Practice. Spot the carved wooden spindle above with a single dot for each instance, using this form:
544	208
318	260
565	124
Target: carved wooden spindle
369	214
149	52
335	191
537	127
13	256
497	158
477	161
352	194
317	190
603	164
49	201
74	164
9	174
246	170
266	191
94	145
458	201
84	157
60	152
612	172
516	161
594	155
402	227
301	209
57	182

**Problem details**
Repeat all of the entries exactly.

**Complete output**
Practice. Spot the carved wooden spindle above with a single dot for each instance, using this form:
544	208
318	260
565	124
Target: carved wooden spindle
369	214
149	52
335	191
537	127
13	256
497	158
477	161
352	194
317	190
603	164
49	201
74	164
9	174
246	170
266	191
94	145
458	201
84	157
60	152
612	172
516	161
594	155
402	227
301	209
57	182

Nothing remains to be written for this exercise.